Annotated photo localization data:

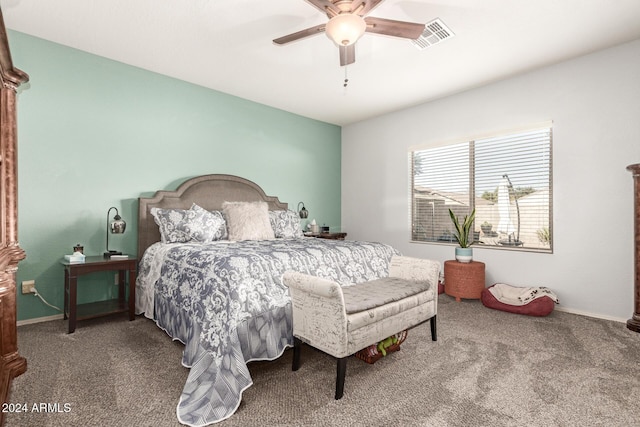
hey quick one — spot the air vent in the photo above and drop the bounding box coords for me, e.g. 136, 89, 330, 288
412, 18, 455, 50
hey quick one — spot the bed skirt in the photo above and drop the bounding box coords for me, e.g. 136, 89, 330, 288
154, 292, 293, 426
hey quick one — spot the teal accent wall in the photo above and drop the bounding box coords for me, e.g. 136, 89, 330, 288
9, 31, 341, 322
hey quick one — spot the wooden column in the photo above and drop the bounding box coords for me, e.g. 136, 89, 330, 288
628, 163, 640, 333
0, 8, 29, 424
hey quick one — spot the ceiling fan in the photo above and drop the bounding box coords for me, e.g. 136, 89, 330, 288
273, 0, 425, 66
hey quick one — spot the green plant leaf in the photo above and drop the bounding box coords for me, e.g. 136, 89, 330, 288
448, 208, 476, 248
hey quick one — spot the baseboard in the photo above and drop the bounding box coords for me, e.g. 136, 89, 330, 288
16, 306, 627, 327
554, 306, 627, 324
17, 314, 64, 326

Work to complete: From the line holding "hey quick one — spot the wooden" to the final line of the data, output each line exactly and nothing more.

Output of the exercise:
hey quick one — spot the wooden column in the photo above and drop the bounding box coords for me, e.g. 136, 89, 330, 288
628, 163, 640, 333
0, 8, 29, 424
hey quick one — spot the ceiling fan in the photo above and drop the bounding box coords for me, e.g. 136, 89, 330, 288
273, 0, 425, 66
hey quick one — spot the green plant leaf in the photo above and drop the bounding box coords for me, e.g. 136, 89, 330, 288
448, 208, 476, 248
hey quick one — spot the baseboard in the photo above and drop the bounding box coords for me, e.g. 136, 89, 330, 288
16, 306, 627, 327
554, 306, 627, 324
17, 314, 64, 326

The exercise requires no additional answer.